Text for analysis »
In the second commandment Jesus tells us that God is love and we are never more like Him than when we are loving others. How do we love others? Love is a choice and scripture tells us in first Corinthians that when we choose to be patient, kind, humble, and forgiving, we are choosing love. It tells us that love is not easily angered but love always hopes, always perseveres, and love never fails.

When you think about what love is, do you ever find showing love difficult? Do you ever struggle with patience? Do you ever get easily angered? Today Jesus reminds us that we should love others like we love ourselves. This tells us that if we are having difficulty loving others, maybe we need to love ourselves more. Are you patient with yourself or do you get down on yourself when you sin or make a mistake? Ultimately, loving ourselves begins by receiving God’s love. We can’t give something to others unless we have first received it. We can’t love ourselves or love others without first filling up with God.

When we do the opposite—when we follow our own desires instead of God’s—it could be for a couple of reasons. It might just be ignorance. But it could also be what’s called covetousness. Some other words you may have heard for “covetousness” are “concupiscence” and “lust.”

What is “covetousness”? Covetousness means that our desires are seeking something contrary to reason. Desires can mislead us. As the Prophet Jeremiah said, “The heart is deceitful above all things, and desperately corrupt; who can understand it?”

Our desires can mislead us in a couple of ways. One is in the area of sexuality. God warns us against this in the Ninth Commandment: “You shall not covet your neighbor’s wife.” This has some overlap with the Sixth Commandment: “You shall not commit adultery.”

Here are some questions we could ask ourselves to see if we have broken the Ninth Commandment:

  • Have I told impure or vulgar jokes or stories?
  •  Have I looked at pornography?
  • Have I read sexually explicit materials?
  • Have I intentionally dwelt on impure thoughts or fantasies?
  • Have I willfully lusted after someone else?
  • Have I sought the affections of someone else’s spouse?
  • Have I failed to uphold the dignity of my spouse in all circumstances?
  • Have I contemplated infidelity to my spouse?
  • Have I dressed immodestly, in a way that could tempt someone else to lust?
  • The Ninth Commandment is about desires misleading us about people.

Work request 1 » From the passage on love and the Ninth Commandment, write out word for word the stretch from "Our desires can" through "sexually explicit materials?".
Work request 2 » Pick up the passage on love and the Ninth Commandment after its final sentence and carry it forward.
The listing that comes next is separate material, unrelated to the passage on love and the Ninth Commandment.

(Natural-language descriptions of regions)
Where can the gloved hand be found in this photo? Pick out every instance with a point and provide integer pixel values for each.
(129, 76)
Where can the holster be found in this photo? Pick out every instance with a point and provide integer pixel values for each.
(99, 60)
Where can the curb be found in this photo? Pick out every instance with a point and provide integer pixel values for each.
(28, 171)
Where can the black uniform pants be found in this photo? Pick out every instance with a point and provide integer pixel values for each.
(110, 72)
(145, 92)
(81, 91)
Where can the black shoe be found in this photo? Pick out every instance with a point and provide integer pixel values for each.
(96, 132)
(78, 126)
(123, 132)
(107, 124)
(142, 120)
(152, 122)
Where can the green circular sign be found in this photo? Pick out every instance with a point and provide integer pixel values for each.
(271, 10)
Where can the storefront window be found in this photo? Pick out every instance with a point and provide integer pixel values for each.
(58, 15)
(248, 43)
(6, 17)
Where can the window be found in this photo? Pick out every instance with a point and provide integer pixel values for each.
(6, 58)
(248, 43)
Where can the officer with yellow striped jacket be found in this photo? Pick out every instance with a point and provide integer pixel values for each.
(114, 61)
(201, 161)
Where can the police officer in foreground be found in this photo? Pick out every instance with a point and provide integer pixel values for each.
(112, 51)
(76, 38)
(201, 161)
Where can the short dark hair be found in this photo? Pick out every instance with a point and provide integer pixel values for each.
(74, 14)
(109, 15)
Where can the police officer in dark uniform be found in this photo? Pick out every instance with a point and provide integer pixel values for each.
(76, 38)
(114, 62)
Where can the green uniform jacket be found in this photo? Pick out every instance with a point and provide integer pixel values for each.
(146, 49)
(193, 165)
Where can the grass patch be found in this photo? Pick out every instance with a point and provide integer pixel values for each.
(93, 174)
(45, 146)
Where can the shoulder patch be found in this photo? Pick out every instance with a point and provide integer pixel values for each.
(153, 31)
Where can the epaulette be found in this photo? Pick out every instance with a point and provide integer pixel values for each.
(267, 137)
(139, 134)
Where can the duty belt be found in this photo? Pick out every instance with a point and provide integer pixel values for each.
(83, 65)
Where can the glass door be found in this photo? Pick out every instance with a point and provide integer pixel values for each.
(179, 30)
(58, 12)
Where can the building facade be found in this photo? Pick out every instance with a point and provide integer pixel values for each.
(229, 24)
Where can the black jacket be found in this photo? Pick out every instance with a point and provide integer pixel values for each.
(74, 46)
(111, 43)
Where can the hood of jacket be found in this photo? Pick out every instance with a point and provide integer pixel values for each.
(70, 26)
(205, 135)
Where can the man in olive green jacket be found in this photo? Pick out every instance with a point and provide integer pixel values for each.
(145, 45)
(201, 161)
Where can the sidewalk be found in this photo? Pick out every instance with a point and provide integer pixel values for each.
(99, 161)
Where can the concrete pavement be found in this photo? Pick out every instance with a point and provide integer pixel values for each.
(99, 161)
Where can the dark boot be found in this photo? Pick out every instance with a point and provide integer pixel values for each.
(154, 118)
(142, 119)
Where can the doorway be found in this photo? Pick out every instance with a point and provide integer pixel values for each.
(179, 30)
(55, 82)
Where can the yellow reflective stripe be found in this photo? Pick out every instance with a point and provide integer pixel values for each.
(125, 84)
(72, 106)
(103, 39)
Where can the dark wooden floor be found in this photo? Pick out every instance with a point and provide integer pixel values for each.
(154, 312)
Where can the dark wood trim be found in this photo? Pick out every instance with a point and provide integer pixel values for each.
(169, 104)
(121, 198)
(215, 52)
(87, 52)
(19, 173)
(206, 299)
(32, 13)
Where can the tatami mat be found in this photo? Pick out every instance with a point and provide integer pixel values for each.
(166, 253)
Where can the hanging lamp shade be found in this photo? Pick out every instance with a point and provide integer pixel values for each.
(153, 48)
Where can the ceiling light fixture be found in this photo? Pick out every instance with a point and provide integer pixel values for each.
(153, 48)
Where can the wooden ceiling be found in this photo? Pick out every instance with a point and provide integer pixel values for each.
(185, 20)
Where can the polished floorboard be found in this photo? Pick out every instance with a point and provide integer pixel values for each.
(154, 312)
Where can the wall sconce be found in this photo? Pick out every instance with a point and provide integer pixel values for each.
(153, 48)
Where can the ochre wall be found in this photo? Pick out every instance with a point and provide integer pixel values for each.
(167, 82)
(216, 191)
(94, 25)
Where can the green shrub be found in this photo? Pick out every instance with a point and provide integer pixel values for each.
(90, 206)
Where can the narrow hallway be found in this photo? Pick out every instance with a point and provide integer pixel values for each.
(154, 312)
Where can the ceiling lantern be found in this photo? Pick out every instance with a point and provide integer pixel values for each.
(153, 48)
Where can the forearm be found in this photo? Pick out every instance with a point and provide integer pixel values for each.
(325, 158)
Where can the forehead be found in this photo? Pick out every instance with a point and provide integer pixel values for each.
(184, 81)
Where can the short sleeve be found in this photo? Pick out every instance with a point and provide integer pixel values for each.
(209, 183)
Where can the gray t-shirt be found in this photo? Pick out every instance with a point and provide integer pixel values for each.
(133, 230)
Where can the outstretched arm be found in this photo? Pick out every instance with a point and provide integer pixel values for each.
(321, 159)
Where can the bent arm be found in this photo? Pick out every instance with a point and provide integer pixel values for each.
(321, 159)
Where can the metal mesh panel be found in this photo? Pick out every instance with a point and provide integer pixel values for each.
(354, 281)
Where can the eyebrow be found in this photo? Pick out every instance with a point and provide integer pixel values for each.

Response 1 »
Our desires can mislead us in a couple of ways. One is in the area of sexuality. God warns us against this in the Ninth Commandment: “You shall not covet your neighbor’s wife.” This has some overlap with the Sixth Commandment: “You shall not commit adultery.”

Here are some questions we could ask ourselves to see if we have broken the Ninth Commandment:

  • Have I told impure or vulgar jokes or stories?
  •  Have I looked at pornography?
  • Have I read sexually explicit materials?

Response 2 »
  • The Tenth Commandment is about desires misleading us about things. It is “You shall not covet your neighbor’s goods. It has some overlap with the Seventh Commandment: “You shall not steal.”
  • What are some questions we can ask to see if we have broken the Tenth Commandment?
  • Have I been greedy?
  • Have I intended to steal or destroy things that belong to someone else?
  • Have I been sad or angry at the good fortune of another?
  • Have I desired what properly belonged to someone else?
  • Have I been materialistic?
  • Have I failed to trust that God will provide for all material and spiritual needs?
  • Have I neglected good stewardship of my finances, time and energy? Have I failed to share them with the Church and with those in need?
  • Have I been attached to riches or material goods?
  • Have I been jealous of others, of their personal qualities, success, material possessions, or financial status?
  • Purity and poverty of heart are very important. In fact, they are necessary to achieve union with God and to be with Him forever. As for purity of heart, Jesus said, “Blessed are the pure of heart, for they shall see God.” As for poverty of heart, Jesus said, “Blessed are the poor in spirit, for theirs is the kingdom of heaven.” He also said, “Whoever of you that does not renounce all that he has cannot be my disciple.” Other terms for poverty of heart are voluntary poverty, or detachment from riches.
  • Poverty of heart means abandonment to God and total trust in Him. It means letting go of whatever keeps us from being united with Him, and from following Him.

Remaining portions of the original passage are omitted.